Texte extrait →
Depuis des décennies, le Canada se démarque de la plupart des autres gouvernements étrangers représentés à Washington, car il entreprend des démarches directement auprès des dirigeants et des membres du Congrès et des présidents de commission. Partant du principe que le Congrès, à titre d’ordre de gouvernement « égal », possède le pouvoir de présenter des projets de loi qui ont des effets importants sur ses intérêts, le Canada le juge aussi important que l’exécutif. La nouvelle ambassade à Washington a été inaugurée il y a 20 ans, en mai, et elle est la seule à avoir pignon sur rue entre le Capitole et la Maison Blanche. Cet emplacement a renforcé l’efficacité du Canada dans ses démarches auprès du Congrès.
Le Secrétariat de la représentation comporte trois sections : Affaires juridiques et du Congrès, Affaires publiques (la plus importante) et Affaires provinciales, territoriales et parlementaires.
La Section des affaires juridiques et du Congrès
La Section établit et entretient des relations avec les membres du Congrès et leur personnel, organise des activités de sensibilisation, surveille l’évolution des travaux législatifs et en fait rapport, et élabore et met en œuvre des stratégies adaptées à chaque enjeu. Usant de discrétion et de calme persuasion, le Canada réussit parfois à convaincre un membre du Congrès de laisser tomber un amendement néfaste à ses intérêts. En revanche, certaines questions l’obligent à travailler au grand jour : par exemple, à l’automne 2007, le Congrès a voté pour que soit retardée de 17 mois l’entrée en vigueur de l’Initiative relative aux voyages dans l’hémisphère occidental aux frontières terrestres [les provinces et les territoires ont été largement consultés sur le sujet, surtout en ce qui a trait au permis de conduire amélioré que des provinces délivrent]. La campagne-éclair « Toute politique est locale », que réalisent chaque année les 13 consuls généraux du Canada aux États-Unis auprès des dirigeants du Congrès au Capitole, constitue un autre exemple d’activité de sensibilisation fructueuse d’une grande visibilité. La Section organise les audiences des visiteurs officiels, surtout des ministres canadiens, sur la Colline à Washington. De plus, elle tient de vastes banques de renseignements cruciaux sur les prises de position exprimées par les membres du Congrès et leur personnel lors de leurs échanges avec des responsables canadiens, y compris des députés fédéraux.
La Section des affaires publiques
La Section des affaires publiques s’occupe de multiples aspects de la représentation, y compris des relations avec les médias. En plus de traiter avec la trentaine de journalistes canadiens en détachement dans la capitale américaine, elle s’adresse aux centaines de journalistes des médias électroniques, écrits et Internet américains, tant généraux que spécialisés, dont les informations et les analyses sont consultées par les décideurs. Les visiteurs officiels canadiens apportent un soutien précieux lorsqu’il s’agit de cultiver les relations avec les médias américains.

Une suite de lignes

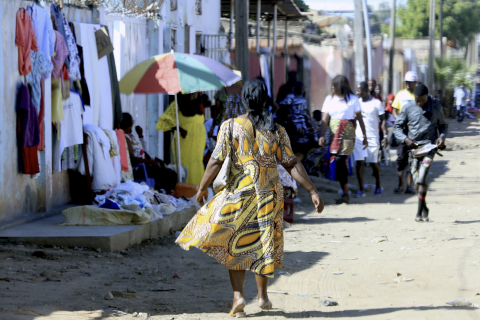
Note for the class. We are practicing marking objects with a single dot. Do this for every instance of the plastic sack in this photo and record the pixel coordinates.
(462, 302)
(166, 208)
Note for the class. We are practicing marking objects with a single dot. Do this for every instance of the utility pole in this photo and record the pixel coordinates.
(441, 28)
(241, 39)
(358, 45)
(431, 54)
(369, 39)
(392, 45)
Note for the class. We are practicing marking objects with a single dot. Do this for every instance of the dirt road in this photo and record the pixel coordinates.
(350, 254)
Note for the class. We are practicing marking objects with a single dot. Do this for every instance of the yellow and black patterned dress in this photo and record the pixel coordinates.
(242, 226)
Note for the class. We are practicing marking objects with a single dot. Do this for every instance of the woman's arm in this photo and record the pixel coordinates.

Travail demandé → Prolongez le texte sur la représentation du Canada à Washington en reprenant juste après sa dernière phrase.

Réponse rédigée →
La Section des affaires publiques produit des outils d’information et de représentation très ciblés et fait l’acquisition de bases de données de haute technicité dont se servent l’ambassade et les consulats généraux du Canada pour faciliter le travail de sensibilisation effectué par le pays à la grandeur des États-Unis. Elle a recours à la gamme de nouveaux outils informatiques (dont des sites Web, Facebook et Twitter) afin de joindre des auditoires ciblés. Elle collabore également avec des spécialistes des affaires publiques militaires : ensemble, ils ont obtenu de brillants résultats, par exemple la campagne « Boots on the ground » (Présence sur le terrain) de l’ambassade, qui a attiré l’attention des Américains sur l’importante contribution militaire du Canada en Afghanistan.
En outre, les Affaires publiques gèrent les activités de sensibilisation s’adressant aux dizaines de milliers de Canadiens établis aux États-Unis qui sont membres du réseau Lien Canada. Ce dernier a constitué une diaspora canadienne informée qui sert de mécanisme de représentation efficace à l’appui du réseau diplomatique du pays en sol américain. À l’aide de moyens exclusivement électroniques, l’ambassade tient les ressortissants canadiens au courant des enjeux importants et leur procure des outils pour faire connaître aux personnes influentes et aux décideurs de leur collectivité américaine la perspective et les positions du Canada.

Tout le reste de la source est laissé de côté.